> **Work to do**: Print the records verbatim, beginning at the line that contains "of the bear" and stopping after the line that contains "column 141, row 592".

begin Input material

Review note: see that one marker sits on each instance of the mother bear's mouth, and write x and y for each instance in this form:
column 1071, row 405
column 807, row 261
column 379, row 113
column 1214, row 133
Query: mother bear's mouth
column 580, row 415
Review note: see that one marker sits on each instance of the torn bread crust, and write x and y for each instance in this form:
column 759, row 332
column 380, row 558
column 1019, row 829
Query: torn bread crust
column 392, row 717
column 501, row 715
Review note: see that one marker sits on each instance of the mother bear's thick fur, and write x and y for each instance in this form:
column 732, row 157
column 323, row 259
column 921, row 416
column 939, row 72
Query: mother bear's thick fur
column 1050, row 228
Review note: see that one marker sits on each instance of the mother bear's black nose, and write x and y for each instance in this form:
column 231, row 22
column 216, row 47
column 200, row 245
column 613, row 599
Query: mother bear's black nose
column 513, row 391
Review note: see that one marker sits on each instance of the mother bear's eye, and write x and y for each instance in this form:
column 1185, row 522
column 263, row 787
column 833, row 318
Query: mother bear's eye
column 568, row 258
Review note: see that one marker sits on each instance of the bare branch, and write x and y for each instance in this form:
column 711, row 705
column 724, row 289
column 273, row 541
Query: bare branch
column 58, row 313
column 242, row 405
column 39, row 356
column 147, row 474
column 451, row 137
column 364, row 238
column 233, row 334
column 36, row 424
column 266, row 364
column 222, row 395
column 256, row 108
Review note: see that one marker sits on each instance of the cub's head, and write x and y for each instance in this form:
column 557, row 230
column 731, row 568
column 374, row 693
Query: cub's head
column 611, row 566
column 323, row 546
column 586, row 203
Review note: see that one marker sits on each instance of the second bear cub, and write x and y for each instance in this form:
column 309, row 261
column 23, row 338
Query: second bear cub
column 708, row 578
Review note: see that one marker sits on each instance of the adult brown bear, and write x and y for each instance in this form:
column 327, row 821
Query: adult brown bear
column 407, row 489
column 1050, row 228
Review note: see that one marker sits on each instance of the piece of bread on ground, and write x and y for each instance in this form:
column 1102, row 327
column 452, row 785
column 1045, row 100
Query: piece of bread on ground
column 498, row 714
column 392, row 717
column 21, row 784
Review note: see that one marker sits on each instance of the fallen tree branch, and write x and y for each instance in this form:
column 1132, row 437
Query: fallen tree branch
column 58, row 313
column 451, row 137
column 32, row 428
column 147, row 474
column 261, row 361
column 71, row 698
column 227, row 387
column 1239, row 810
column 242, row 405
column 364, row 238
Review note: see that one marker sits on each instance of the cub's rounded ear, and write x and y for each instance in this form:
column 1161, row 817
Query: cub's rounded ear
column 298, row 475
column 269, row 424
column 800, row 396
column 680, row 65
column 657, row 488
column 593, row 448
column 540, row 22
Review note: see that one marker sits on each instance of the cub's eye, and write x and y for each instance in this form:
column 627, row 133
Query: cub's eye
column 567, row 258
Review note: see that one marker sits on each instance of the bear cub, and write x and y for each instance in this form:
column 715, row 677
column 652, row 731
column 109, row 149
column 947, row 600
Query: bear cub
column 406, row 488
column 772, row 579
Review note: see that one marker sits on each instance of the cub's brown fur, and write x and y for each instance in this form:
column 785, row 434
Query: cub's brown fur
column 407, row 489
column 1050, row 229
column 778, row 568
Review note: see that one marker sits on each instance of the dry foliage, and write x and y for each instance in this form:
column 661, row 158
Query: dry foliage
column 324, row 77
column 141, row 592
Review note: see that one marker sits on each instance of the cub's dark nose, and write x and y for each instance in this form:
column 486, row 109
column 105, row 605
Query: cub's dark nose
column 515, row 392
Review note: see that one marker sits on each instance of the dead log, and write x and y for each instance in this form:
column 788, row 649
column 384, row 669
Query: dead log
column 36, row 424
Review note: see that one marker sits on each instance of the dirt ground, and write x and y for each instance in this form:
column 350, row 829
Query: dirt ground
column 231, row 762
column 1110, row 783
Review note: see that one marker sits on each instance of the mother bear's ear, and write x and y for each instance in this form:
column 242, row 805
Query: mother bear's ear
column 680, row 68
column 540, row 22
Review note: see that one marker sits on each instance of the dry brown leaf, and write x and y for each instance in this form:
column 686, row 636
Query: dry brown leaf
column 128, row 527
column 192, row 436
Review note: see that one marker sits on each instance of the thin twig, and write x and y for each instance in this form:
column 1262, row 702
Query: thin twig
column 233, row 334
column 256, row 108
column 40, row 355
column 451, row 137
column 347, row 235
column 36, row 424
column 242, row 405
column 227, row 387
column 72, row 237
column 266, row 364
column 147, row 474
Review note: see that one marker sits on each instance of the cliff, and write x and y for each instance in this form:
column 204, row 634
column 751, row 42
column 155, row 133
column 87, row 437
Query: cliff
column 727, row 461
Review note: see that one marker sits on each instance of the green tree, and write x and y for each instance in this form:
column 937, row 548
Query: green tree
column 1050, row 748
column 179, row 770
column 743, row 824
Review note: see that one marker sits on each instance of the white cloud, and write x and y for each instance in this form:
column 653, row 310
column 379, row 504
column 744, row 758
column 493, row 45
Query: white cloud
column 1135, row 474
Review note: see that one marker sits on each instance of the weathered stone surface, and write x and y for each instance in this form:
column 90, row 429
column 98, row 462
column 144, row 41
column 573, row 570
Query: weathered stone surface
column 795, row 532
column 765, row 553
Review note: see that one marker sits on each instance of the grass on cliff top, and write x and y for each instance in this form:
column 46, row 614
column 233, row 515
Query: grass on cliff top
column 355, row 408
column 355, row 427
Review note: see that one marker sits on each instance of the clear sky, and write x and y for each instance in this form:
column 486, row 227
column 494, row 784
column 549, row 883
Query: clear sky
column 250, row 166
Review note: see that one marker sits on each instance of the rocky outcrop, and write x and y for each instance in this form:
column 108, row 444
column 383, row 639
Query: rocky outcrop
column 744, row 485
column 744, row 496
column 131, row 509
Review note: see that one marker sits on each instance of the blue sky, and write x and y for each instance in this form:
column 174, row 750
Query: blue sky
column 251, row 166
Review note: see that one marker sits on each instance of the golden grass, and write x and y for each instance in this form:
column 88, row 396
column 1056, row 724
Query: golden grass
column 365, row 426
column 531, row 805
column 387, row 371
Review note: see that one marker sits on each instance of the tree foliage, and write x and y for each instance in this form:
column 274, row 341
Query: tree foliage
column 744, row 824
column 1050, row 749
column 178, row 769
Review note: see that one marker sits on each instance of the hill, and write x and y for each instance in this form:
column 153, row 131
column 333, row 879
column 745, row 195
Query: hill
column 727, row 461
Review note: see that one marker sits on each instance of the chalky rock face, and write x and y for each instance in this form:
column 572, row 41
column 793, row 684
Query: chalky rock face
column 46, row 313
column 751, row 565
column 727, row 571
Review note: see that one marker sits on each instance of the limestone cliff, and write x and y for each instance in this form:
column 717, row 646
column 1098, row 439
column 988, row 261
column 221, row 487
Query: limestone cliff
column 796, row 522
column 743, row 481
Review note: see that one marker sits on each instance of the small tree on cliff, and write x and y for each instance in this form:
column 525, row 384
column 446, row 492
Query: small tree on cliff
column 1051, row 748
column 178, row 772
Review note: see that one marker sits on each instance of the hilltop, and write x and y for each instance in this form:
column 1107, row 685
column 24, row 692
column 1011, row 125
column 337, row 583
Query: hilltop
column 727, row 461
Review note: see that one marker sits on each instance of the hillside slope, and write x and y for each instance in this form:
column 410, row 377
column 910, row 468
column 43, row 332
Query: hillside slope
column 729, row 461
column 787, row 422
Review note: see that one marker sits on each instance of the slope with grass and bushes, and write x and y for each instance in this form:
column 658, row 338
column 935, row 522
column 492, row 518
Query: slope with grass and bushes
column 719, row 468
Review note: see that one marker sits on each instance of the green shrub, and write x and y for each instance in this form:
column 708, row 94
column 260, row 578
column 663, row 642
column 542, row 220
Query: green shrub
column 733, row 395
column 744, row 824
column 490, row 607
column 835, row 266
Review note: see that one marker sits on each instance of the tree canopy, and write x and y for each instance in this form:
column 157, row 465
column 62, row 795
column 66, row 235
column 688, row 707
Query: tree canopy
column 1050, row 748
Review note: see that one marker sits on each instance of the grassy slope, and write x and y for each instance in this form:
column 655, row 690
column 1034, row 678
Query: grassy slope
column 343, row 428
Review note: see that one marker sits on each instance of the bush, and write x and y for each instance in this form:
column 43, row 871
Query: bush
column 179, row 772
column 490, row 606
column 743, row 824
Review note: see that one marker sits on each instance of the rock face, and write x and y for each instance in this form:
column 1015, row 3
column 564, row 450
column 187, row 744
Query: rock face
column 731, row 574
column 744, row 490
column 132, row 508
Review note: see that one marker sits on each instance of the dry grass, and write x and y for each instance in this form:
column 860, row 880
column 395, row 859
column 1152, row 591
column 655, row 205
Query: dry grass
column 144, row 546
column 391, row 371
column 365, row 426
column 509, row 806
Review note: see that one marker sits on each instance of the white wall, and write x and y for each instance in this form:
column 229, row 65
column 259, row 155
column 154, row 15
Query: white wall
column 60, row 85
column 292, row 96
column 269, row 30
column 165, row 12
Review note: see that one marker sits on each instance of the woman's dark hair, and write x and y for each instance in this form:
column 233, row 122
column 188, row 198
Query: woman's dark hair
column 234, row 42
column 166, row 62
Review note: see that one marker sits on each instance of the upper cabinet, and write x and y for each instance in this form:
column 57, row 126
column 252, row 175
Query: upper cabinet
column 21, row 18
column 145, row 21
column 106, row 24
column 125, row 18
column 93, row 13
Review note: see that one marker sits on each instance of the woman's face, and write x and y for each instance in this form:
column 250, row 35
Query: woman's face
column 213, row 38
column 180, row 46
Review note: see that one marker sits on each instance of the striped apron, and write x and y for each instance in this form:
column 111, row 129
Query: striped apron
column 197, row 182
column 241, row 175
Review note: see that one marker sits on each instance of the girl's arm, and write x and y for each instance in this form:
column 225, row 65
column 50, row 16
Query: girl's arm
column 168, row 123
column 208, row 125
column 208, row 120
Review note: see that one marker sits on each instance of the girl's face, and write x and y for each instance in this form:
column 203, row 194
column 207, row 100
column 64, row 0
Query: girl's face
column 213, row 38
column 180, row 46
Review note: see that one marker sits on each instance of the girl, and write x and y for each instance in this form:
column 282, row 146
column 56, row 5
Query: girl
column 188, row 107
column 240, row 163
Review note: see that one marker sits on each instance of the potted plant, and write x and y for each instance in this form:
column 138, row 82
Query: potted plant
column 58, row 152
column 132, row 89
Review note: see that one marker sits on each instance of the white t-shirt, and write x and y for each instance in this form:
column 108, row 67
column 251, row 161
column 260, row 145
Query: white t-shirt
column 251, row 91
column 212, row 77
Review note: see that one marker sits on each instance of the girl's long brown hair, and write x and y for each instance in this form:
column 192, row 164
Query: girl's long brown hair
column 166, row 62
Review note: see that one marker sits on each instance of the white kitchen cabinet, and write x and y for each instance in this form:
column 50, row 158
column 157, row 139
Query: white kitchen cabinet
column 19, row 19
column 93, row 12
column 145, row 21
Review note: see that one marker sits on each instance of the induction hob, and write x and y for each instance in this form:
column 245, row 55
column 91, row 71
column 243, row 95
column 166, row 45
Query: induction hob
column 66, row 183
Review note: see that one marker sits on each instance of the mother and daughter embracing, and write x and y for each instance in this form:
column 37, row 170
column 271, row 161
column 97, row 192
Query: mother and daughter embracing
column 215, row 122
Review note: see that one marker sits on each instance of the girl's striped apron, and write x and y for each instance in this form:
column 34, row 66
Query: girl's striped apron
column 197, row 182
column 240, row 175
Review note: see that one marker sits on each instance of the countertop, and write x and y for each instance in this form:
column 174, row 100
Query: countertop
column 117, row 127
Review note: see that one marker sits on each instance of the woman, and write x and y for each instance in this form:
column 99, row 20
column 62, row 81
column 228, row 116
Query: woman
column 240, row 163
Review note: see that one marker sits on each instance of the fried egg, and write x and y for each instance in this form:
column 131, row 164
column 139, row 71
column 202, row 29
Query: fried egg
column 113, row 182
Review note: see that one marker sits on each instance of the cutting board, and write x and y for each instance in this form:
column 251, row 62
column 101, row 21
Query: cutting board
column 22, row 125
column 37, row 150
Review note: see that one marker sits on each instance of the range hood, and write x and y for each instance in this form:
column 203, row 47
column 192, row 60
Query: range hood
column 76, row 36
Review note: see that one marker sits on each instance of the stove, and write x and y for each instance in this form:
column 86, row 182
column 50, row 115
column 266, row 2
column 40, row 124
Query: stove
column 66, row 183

end Input material

> **Output below**:
Review note: see that one marker sits on each instance of the bear cub, and write x and y for each instance in this form:
column 715, row 677
column 652, row 731
column 109, row 149
column 947, row 600
Query: bear cub
column 406, row 488
column 772, row 579
Review note: see that one marker sits on each instance of the cub's brown fur, and write x and y for each instance in this form:
column 785, row 434
Query: cub's brown fur
column 407, row 489
column 1050, row 229
column 778, row 568
Review note: see that one marker sits on each instance of the dry foliage, and write x and y for each instance in this form:
column 661, row 158
Query: dry foliage
column 324, row 77
column 141, row 592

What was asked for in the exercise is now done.